**Extract to read**:
- - - - -

In my practice, I see not only the harms that patients suffer while seeking medical services but also the damage that can be inflicted on them and their loved ones by nursing home neglect and abuse. The speed and devastation caused by the novel coronavirus has knocked the planet on its heels, overwhelming parts of the U.S. health care system with huge harms. That said, too many nursing homes and other long-term care facilities set up their residents and their loved ones for unacceptable consequences with poor planning, responses, staffing, equipment, and basic diligence and due care. Many of the facilities were wringing sky-high charges from those in their care or they rode well on government funding for programs for the debilitated elderly, chronically ill, and seriously injured. Financial legerdemain allowed them to maximize their profits, not with outstanding frontline care but with real estate leasing and equipment or services purchasing schemes.
Bad operators may need to be held accountable, not only by regulators, who too often were dozing themselves, but also by politicians and lawmakers. (Shame on the federal Centers for Medicaid and Medicare Services for its missing-in-action oversight of the facilities during the pandemic — and how little do we expect from its announced ‘independent’ review commission?) When Congress finally returns to full action, multiple House and Senate committees should jump on investigations of Covid-19’s toll on health care and especially nursing homes and long-term care facilities.

- - - - -

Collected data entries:
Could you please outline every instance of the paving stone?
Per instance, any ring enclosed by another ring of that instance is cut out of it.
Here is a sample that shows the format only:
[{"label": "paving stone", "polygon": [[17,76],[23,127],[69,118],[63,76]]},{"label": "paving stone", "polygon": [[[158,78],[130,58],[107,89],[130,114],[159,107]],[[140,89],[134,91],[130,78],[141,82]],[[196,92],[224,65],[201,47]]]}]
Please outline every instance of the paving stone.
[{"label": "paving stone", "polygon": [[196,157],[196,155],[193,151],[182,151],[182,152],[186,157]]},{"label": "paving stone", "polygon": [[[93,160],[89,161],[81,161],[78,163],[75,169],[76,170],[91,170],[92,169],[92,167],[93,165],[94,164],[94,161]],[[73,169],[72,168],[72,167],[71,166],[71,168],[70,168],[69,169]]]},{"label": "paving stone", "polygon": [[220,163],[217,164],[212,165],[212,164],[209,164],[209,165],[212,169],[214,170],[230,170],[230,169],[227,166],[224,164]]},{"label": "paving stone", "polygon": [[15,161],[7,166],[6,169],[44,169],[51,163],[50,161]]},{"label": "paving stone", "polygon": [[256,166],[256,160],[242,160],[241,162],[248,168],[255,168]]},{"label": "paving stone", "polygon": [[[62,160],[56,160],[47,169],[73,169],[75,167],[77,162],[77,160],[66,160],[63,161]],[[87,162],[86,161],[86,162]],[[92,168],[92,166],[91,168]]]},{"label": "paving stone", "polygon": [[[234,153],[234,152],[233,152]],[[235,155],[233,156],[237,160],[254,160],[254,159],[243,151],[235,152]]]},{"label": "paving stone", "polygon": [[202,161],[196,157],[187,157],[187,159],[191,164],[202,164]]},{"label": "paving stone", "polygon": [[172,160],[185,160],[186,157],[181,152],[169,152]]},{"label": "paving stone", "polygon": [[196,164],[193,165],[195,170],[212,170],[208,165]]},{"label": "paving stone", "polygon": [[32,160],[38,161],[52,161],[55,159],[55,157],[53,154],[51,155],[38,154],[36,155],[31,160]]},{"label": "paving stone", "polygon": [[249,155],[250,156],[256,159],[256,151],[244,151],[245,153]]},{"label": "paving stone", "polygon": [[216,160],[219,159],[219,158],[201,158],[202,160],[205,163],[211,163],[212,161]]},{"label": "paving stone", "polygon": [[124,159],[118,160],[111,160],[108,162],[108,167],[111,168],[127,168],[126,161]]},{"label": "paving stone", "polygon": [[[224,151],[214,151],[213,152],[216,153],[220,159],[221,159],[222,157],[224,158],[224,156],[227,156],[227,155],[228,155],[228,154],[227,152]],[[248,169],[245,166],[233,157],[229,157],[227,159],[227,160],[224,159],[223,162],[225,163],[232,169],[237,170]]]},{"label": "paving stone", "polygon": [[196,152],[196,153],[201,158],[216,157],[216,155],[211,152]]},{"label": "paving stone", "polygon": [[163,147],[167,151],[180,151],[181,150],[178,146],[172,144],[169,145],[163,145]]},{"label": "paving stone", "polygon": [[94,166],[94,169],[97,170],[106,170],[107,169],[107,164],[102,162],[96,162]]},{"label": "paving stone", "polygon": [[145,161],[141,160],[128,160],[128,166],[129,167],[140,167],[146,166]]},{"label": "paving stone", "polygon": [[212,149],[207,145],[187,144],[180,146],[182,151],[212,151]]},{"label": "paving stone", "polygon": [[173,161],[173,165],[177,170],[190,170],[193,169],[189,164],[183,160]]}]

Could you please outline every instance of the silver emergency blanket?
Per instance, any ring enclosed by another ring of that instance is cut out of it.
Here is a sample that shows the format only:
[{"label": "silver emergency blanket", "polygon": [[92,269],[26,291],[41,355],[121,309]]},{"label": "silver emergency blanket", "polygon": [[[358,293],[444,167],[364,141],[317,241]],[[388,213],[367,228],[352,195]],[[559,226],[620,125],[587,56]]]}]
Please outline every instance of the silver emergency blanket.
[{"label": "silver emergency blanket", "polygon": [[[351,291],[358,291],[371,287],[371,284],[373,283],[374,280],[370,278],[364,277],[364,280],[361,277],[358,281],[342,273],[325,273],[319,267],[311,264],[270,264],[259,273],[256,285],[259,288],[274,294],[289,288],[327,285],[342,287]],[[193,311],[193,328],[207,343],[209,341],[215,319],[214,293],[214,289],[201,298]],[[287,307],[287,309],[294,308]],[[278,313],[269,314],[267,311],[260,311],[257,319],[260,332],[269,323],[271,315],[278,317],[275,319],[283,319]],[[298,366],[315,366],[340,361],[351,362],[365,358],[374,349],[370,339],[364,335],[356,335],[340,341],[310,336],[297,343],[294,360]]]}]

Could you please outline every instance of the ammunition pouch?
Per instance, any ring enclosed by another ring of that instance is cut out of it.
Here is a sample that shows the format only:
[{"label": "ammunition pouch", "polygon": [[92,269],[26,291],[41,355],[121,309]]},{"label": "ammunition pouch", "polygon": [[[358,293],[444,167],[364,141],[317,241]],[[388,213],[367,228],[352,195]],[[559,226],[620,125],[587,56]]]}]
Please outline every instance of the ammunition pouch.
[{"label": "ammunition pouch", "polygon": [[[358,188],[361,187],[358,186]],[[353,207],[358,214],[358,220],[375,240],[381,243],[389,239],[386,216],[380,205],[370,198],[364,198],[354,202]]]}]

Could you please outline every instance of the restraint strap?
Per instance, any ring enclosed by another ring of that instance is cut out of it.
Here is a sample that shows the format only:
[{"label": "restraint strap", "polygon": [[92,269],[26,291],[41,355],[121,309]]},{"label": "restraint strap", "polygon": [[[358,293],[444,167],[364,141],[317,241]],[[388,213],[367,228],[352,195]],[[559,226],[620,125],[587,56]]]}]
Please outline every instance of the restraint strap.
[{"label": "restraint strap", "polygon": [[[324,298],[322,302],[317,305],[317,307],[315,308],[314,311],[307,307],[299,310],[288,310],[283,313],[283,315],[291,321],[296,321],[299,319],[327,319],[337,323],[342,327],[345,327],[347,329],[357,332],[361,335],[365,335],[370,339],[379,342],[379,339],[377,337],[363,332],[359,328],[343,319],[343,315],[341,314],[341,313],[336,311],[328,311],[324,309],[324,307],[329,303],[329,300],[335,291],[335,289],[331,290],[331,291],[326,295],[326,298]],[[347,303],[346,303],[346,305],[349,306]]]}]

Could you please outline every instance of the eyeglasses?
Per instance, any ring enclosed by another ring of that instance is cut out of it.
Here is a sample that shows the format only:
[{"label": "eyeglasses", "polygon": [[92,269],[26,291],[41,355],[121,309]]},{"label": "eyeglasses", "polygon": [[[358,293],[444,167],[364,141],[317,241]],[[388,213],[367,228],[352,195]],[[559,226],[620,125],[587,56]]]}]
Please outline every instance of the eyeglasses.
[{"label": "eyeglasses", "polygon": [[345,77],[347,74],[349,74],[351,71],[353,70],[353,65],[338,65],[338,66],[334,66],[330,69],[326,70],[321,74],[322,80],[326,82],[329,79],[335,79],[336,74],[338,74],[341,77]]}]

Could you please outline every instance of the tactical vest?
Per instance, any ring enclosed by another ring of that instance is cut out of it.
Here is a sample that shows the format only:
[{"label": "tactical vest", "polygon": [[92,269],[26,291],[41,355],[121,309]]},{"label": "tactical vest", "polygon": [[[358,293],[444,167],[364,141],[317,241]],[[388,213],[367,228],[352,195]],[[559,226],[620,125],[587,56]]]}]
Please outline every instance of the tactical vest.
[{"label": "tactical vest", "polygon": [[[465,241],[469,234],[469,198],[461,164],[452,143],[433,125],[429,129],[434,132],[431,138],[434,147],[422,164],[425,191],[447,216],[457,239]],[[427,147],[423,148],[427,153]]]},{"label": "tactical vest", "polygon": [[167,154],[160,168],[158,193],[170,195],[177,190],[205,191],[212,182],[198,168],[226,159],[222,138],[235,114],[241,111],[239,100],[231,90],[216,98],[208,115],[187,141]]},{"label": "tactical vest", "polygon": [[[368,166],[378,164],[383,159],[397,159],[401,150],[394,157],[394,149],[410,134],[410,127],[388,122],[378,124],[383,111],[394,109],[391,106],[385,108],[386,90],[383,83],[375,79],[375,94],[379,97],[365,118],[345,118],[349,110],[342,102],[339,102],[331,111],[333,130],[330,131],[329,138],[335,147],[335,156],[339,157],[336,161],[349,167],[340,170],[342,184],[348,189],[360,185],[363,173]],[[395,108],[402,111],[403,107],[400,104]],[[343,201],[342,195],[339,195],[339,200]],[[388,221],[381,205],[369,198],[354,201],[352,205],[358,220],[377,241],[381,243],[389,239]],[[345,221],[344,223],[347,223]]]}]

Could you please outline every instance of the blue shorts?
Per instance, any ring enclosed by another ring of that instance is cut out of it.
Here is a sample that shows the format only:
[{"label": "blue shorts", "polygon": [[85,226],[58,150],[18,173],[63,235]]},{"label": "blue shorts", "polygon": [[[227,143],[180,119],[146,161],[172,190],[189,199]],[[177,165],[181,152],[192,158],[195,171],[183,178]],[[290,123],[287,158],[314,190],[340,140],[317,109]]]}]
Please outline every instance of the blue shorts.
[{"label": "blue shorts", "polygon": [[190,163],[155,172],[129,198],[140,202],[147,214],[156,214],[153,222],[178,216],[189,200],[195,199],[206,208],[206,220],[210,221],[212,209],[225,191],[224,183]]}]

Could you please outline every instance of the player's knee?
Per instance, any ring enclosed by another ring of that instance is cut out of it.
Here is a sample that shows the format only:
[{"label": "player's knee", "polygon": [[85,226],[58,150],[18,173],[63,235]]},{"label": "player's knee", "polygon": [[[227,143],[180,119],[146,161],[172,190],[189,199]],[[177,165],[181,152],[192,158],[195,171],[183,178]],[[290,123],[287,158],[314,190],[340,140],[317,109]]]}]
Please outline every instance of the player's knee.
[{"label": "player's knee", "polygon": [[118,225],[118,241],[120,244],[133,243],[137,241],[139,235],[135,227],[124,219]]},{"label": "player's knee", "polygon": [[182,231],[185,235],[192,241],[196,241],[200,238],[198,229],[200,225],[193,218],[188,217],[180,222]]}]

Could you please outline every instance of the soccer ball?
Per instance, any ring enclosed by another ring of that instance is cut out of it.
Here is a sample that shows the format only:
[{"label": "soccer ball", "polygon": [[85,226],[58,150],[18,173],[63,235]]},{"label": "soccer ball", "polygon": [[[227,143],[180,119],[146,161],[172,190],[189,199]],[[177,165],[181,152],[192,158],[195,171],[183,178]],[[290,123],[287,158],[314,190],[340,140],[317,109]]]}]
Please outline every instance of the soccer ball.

- - - - -

**Assignment**: Carry on the commentary about nursing homes and the pandemic, picking up after its final sentence.

**Answer for the task**:
Here’s something else the folks on Capitol Hill should think twice about even trying to do — which is to yield to the bankrolls and sway of powerful business interests that want to shield nursing homes and long-term care facilities from lawsuits, granting them legal immunity from those seeking justice for harms caused by negligence, neglect, and abuse. The civil justice system may be imperfect, but it may provide a sorely needed disinfectant for a long-term care industry with its gaping flaws and challenges laid bare by a fast-spreading infection. Too many of us may require the too-costly for too-little services of these problematic providers as we age or suffer injury, so we not only have much work to do to make them safer, better, and more livable, Covid-19 has shown us we needed to undertake our big labors — yesterday.